* [EXERCISE INSTRUCTIONS]: Rewrite the material below, changing "hard hat" to "helmet" everywhere and leaving the rest untouched.

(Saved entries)

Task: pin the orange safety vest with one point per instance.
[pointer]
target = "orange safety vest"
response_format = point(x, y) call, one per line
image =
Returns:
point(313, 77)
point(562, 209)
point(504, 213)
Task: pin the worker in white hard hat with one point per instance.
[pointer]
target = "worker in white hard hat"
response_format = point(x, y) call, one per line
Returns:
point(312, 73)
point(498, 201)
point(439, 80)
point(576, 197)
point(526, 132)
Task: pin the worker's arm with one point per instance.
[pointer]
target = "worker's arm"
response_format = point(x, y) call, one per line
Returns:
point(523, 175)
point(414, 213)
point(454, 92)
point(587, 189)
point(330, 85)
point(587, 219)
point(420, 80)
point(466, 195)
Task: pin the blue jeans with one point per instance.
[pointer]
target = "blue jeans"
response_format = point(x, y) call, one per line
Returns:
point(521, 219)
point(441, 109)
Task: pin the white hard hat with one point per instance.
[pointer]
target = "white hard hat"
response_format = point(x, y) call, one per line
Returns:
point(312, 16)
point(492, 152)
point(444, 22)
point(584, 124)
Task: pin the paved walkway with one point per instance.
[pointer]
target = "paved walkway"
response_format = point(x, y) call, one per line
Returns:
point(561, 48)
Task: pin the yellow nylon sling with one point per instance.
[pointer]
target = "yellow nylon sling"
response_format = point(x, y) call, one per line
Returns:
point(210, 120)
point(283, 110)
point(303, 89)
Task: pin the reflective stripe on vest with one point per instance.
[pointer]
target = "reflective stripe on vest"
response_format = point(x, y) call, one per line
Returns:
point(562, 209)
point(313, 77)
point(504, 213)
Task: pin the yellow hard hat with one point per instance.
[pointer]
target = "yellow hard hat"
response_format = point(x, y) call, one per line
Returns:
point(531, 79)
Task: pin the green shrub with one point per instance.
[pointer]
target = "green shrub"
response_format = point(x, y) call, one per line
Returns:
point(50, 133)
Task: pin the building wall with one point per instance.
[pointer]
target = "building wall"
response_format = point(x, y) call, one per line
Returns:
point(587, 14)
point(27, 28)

* [RESPONSE TO THIS EXERCISE]:
Task: pin the orange safety vest with one point per instance.
[pointer]
target = "orange safety vest"
response_format = point(x, y) call, one per line
image =
Returns:
point(313, 77)
point(562, 209)
point(504, 213)
Task: pin the worker in white helmet with one point per instance.
[pointer]
target = "worker in white helmet"
response_format = point(x, y) call, one per line
Returns:
point(312, 73)
point(498, 201)
point(439, 80)
point(576, 197)
point(526, 132)
Task: pin the worker's arm with one point per instance.
[pointer]
target = "worker's arm"
response_format = point(x, y) call, one per line
Returns:
point(523, 175)
point(414, 213)
point(454, 92)
point(587, 189)
point(330, 85)
point(587, 219)
point(420, 80)
point(466, 195)
Task: pin the blue jeans with one point per instance.
[pointer]
target = "blue jeans"
response_format = point(x, y) call, one per line
Returns:
point(521, 219)
point(441, 109)
Task: pin the white helmet with one point per instance.
[pointer]
target = "white helmet"
response_format = point(x, y) call, one per line
Returns:
point(312, 16)
point(492, 152)
point(444, 22)
point(584, 124)
Task: pin the paved walkway with one point per instance.
[pointer]
target = "paved walkway"
response_format = point(x, y) call, one per line
Returns:
point(561, 48)
Task: pin the yellow nylon sling with one point per instance.
[pointer]
target = "yellow nylon sling"
response_format = point(x, y) call, one per line
Returns:
point(210, 120)
point(283, 110)
point(303, 89)
Task: pin the reflective stripe on vest with one point per instance.
[pointer]
target = "reflective stripe on vest"
response_format = point(x, y) call, one per line
Returns:
point(562, 209)
point(313, 77)
point(504, 213)
Task: pin the yellow helmet with one point per instance.
[pointer]
target = "yellow helmet"
response_format = point(x, y) call, one per line
Returns:
point(531, 79)
Task: pin the green shrub with one point per instance.
[pointer]
target = "green shrub"
response_format = point(x, y) call, one per line
Returns:
point(50, 133)
Task: pin the building wall with one point per instance.
[pointer]
target = "building wall"
response_format = point(x, y) call, one per line
Returns:
point(587, 14)
point(27, 28)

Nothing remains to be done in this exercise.